> [What you need to do]
Arrange everything from the line containing "the green grass" down to the line containing "x=763 y=543", both included, from the records below as a Markdown table with the columns Row and Line. Give one numbered row per line and leave out blank lines.
-- start Data for this exercise --
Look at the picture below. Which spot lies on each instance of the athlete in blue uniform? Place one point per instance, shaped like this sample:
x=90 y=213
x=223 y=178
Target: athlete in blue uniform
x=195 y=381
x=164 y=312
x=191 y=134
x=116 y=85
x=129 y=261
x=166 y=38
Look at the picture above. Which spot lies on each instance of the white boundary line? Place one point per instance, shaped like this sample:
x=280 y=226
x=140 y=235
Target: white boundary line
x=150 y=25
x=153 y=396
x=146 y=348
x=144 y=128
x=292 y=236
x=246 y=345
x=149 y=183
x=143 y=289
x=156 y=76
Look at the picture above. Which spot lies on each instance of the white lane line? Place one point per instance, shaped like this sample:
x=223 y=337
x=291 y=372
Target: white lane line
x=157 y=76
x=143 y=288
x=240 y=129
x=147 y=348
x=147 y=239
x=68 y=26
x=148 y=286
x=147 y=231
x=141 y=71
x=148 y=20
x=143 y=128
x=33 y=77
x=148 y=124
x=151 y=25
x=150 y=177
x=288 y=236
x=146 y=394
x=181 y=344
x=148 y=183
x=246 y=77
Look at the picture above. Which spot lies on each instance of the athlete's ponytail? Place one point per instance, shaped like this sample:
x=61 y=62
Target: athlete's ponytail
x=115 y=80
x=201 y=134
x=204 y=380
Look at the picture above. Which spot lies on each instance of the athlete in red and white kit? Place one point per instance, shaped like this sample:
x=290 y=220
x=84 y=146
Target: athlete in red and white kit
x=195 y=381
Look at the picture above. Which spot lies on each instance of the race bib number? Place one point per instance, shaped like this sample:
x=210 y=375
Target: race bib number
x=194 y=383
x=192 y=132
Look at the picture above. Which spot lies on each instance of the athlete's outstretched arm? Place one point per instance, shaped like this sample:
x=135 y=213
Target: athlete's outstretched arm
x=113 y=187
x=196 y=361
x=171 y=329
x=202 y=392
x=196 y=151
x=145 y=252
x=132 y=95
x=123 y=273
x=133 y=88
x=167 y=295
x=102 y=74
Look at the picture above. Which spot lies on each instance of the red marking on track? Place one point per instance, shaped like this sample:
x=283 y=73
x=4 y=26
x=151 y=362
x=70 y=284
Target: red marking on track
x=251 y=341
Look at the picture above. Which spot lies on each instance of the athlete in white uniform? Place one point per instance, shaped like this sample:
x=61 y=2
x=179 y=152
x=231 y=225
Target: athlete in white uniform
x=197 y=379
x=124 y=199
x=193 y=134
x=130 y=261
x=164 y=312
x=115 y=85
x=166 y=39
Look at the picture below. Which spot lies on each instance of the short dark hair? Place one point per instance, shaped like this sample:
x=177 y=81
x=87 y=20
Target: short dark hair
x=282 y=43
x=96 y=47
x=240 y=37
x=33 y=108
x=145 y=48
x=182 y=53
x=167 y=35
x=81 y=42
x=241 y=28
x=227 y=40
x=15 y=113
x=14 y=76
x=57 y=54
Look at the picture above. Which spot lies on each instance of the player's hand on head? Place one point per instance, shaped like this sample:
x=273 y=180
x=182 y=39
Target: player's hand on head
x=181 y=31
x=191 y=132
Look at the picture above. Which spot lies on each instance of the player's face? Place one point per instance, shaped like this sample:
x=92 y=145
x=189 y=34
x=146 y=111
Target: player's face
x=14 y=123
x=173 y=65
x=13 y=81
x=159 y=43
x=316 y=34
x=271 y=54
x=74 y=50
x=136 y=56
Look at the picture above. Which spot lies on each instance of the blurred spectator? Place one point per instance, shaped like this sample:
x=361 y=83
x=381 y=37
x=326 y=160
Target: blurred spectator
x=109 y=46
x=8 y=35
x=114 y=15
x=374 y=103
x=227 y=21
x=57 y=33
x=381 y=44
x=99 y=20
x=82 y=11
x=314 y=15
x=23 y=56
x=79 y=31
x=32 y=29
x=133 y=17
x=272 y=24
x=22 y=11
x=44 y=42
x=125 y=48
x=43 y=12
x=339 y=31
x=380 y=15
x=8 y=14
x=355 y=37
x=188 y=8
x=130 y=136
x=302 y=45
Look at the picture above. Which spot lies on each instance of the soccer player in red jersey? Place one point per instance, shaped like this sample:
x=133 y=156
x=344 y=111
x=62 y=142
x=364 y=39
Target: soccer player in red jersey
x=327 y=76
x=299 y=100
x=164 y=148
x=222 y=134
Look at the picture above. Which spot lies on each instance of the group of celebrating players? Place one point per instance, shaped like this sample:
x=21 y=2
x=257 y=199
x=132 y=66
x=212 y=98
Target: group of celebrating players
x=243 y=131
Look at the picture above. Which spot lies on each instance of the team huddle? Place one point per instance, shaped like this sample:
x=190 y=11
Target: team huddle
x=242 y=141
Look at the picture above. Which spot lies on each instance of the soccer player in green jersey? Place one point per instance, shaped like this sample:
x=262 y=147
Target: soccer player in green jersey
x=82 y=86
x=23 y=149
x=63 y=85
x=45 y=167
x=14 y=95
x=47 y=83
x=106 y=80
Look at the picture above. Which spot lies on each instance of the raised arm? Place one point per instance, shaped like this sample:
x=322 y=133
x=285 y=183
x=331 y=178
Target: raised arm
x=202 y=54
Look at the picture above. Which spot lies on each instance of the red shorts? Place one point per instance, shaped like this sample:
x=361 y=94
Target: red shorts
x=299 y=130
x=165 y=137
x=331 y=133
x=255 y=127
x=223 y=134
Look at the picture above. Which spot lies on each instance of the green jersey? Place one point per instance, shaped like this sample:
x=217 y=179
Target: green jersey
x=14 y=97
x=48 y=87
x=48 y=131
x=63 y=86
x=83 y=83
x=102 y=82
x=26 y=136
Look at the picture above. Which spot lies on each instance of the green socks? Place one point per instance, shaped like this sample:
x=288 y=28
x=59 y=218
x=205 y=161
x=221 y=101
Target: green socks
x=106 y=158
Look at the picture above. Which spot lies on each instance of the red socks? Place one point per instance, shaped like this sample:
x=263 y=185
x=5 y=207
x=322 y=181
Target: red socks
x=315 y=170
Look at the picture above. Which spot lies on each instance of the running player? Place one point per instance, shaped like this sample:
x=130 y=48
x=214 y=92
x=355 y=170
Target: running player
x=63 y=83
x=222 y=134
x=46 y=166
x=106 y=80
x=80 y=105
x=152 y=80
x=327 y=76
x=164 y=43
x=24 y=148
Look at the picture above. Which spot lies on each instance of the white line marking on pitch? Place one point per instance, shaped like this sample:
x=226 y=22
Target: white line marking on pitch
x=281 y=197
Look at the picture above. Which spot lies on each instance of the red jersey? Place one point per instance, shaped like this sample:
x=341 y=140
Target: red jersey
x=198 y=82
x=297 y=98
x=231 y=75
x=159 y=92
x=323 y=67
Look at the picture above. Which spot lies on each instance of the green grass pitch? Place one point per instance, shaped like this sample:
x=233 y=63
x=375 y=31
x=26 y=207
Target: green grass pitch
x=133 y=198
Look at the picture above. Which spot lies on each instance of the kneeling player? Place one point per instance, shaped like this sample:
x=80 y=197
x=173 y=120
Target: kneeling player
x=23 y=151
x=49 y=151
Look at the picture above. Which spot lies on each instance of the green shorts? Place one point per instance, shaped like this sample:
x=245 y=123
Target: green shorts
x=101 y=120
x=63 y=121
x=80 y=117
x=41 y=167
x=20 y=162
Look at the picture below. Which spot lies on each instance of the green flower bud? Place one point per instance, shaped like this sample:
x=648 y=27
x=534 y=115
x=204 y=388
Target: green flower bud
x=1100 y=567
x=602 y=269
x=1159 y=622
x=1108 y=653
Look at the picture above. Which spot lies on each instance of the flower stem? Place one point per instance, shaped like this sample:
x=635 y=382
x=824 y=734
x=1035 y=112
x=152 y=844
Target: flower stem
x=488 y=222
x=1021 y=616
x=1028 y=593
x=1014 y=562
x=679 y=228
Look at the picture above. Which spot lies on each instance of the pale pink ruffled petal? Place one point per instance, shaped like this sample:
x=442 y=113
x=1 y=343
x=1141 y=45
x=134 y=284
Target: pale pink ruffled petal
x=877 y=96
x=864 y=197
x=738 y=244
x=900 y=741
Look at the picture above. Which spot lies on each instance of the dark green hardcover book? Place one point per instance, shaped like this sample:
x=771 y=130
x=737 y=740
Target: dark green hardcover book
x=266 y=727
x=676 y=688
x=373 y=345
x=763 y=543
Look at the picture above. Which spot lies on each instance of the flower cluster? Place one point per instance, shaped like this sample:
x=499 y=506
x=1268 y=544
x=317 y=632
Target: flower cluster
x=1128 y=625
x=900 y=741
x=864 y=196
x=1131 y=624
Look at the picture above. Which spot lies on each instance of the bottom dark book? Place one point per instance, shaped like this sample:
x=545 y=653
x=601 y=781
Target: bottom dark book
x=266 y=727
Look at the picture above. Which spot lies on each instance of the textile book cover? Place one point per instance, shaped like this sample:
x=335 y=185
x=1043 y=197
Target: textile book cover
-- end Data for this exercise --
> [Task solution]
| Row | Line |
|---|---|
| 1 | Look at the picture above. Which spot lies on each instance of the green grass pitch? Place one point per instance, shaped like this sample: |
| 2 | x=233 y=63 |
| 3 | x=375 y=31 |
| 4 | x=26 y=207 |
| 5 | Target: green grass pitch |
| 6 | x=133 y=198 |
| 7 | Look at the picture above. Which spot lies on each instance of the kneeling player? Place one point per instance, shaped like this sample: |
| 8 | x=80 y=197 |
| 9 | x=173 y=120 |
| 10 | Target: kneeling player |
| 11 | x=23 y=151 |
| 12 | x=49 y=151 |
| 13 | Look at the picture above. Which spot lies on each instance of the green shorts? Place one point per instance, shaped like this sample: |
| 14 | x=245 y=123 |
| 15 | Target: green shorts |
| 16 | x=101 y=120 |
| 17 | x=63 y=121 |
| 18 | x=80 y=117 |
| 19 | x=41 y=167 |
| 20 | x=20 y=162 |
| 21 | Look at the picture below. Which spot lies on each instance of the green flower bud? Place one point per instance, shaped like this sample: |
| 22 | x=648 y=27 |
| 23 | x=534 y=115 |
| 24 | x=204 y=388 |
| 25 | Target: green flower bud |
| 26 | x=1100 y=567 |
| 27 | x=602 y=269 |
| 28 | x=1159 y=622 |
| 29 | x=1108 y=653 |
| 30 | Look at the picture above. Which spot lies on each instance of the flower stem? Place one point per instance, shaped like this sample: |
| 31 | x=635 y=382 |
| 32 | x=824 y=734 |
| 33 | x=1035 y=112 |
| 34 | x=152 y=844 |
| 35 | Target: flower stem |
| 36 | x=488 y=222 |
| 37 | x=1021 y=616 |
| 38 | x=1028 y=593 |
| 39 | x=1014 y=562 |
| 40 | x=679 y=228 |
| 41 | Look at the picture above. Which spot lies on each instance of the pale pink ruffled petal? Place one point per instance, shaped like this sample: |
| 42 | x=442 y=113 |
| 43 | x=1 y=343 |
| 44 | x=1141 y=45 |
| 45 | x=134 y=284 |
| 46 | Target: pale pink ruffled petal |
| 47 | x=877 y=96 |
| 48 | x=864 y=197 |
| 49 | x=738 y=244 |
| 50 | x=900 y=741 |
| 51 | Look at the picture above. Which spot lies on each instance of the dark green hardcover book? Place one point per instance, shaped like this sample: |
| 52 | x=771 y=130 |
| 53 | x=737 y=740 |
| 54 | Target: dark green hardcover book |
| 55 | x=266 y=727 |
| 56 | x=676 y=688 |
| 57 | x=373 y=345 |
| 58 | x=763 y=543 |